───── EXTRACTED ENTRIES

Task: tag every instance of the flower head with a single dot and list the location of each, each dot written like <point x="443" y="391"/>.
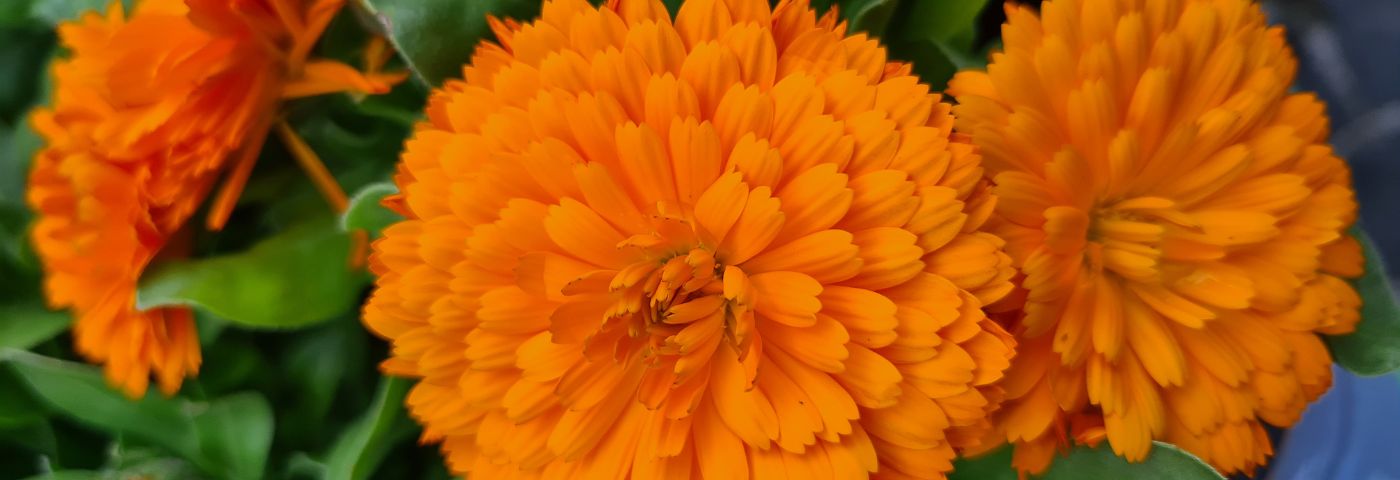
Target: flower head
<point x="735" y="245"/>
<point x="1179" y="220"/>
<point x="149" y="112"/>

──────────

_STATED PROBLEM_
Put the records above into a two-column CSV with the headers "request" and "answer": one row per record, holding its text and its answer, each in a single quoted field with line breaks replaced by spaces. Leave the pictures out.

_EXPECTED ANSWER_
request,answer
"Task: tag every instance of the flower head with a single dot and list the location of each, each dot written like <point x=""443"" y=""391""/>. Target: flower head","<point x=""735"" y=""245""/> <point x=""1179"" y=""220""/> <point x=""149"" y=""112""/>"